**TEXT PROVIDED:**

Hey JoWo, its devon! I dunno but I want to reply to this. I was one of those people who wore white. I didn’t know him but I know people who did and I knew his brother. I guess I wore white to show support for those people who are actually suffering and to acknowledge it. I know if that had happened to someone I cared for dearly, it would make me feel better to see them showing support. I guess. But that is just my opinion. JoWo you’re not a heartless bitch (: I thought of JoWo on the spot. I am semi-proud of myself

Nov 9, 2009
I'mmmm alive.

Barely.  It’s been a rough week.  Granted, it ended well, but sucked all the way getting there.

Pros

I taught one of my best friends how to ride a bike.

I got an extra day on my video project for history

I got a shoe rack for my disgusting amount of shoes

I saw ZOMBIELAND. YEAH BE JEALOUS.

I got some really good books.

I spent the weekend at Allison’s house and her silly cats

Cons

I had to redo the whole project

I missed the first twenty minutes of Zombieland because I was in the effing mountains lost

I finished all of the books already

I lost a really good friend for a stupid reason and honestly, I don’t think it’s my fault.  Nor do I care about anyones opinion on it.

**WORK TASK 1:**
Answer these questions about the blog post:
(a) What color did Devon wear?
(b) Whose house did the writer spend the weekend at?
(c) Why did the writer miss the first twenty minutes of Zombieland?
**WORK TASK 2:**
Does each statement agree with the blog post? Answer yes or no and quote the words that decide it.
(a) Devon knew him personally.
(b) The writer got an extra day on a history video project.
(c) The writer still has some of the new books left to read.
**WORK TASK 3:**
Write what comes next in the blog post, starting after its last sentence.
The data after this text isn't needed for this exercise.

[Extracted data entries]
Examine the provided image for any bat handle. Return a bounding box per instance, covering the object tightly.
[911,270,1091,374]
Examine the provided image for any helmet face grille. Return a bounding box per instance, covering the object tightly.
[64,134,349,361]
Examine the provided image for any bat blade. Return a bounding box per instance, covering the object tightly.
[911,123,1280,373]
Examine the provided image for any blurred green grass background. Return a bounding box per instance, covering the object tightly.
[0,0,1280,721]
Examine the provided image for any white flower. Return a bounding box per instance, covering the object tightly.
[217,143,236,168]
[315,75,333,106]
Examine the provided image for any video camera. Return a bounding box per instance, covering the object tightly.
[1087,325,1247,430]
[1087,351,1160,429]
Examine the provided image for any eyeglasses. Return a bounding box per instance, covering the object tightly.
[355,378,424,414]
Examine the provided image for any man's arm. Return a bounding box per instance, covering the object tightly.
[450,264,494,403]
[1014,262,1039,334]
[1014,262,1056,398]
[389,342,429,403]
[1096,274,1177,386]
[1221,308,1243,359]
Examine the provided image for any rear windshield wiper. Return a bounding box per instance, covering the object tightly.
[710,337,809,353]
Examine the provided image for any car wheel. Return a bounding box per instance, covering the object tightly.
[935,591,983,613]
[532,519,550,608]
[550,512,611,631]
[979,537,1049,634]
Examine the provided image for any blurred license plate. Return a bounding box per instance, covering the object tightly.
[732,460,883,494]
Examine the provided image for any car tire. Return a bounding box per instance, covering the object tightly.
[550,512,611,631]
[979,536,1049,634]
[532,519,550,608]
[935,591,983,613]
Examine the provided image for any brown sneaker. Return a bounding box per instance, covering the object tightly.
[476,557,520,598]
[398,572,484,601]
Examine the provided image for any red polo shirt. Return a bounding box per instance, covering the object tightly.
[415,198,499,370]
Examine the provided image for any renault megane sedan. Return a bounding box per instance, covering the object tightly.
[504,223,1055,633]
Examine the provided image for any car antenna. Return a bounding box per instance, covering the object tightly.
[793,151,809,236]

**EXERCISE ANSWER 1:**
(a) White.
(b) Allison's.
(c) The writer was lost in the mountains.

**EXERCISE ANSWER 2:**
(a) No: "I didn’t know him"
(b) Yes: "I got an extra day on my video project for history"
(c) No: "I finished all of the books already"

**EXERCISE ANSWER 3:**
I have this feeling that this is going to be a rant….Yep…it is. I won’t be offended if you stop reading.  Honestly.  This is your last chance.  Okay so I had been fighting with one of my friends and we had started to patch it up barely and then she wanted to know what was wrong with me and started saying that I never tell her anything which is COMPLETE BULLSHIT and she knows it.  We bickered back and forth for maybe and hour and it really began to put a damper on my mood because I was at a friends house trying to watch a parody and it was a fun killer so I asked her to drop it.  A few days later I texted her trying to make up.  What did she do? She blew it back up into my face saying that she was done.  I was trying to apologize for not wanting everyone to know everything about me and she slammed it back at me.  So now I am royally pissed.  I have a lot of pride.  I’m often ashamed of it because it gets in the way of a lot.  I hold grudges and I get angry.  Then I get over it and move one. Here I thought I was trying to be the bigger person and taking a step to get over my ridiculous pride. I guess the joke is on me.  My wounds run deep and scar slowly.  I hope you’re happy with the choice you made.

It is safe to read now

Now that that’s out of the way, I sincerely hope this week will be better.  After a good therapy session of ice cream and video games, I am trying to be optomistic. Trying.  But the omnious tests looming over my head make me tired.  I need some room to breath.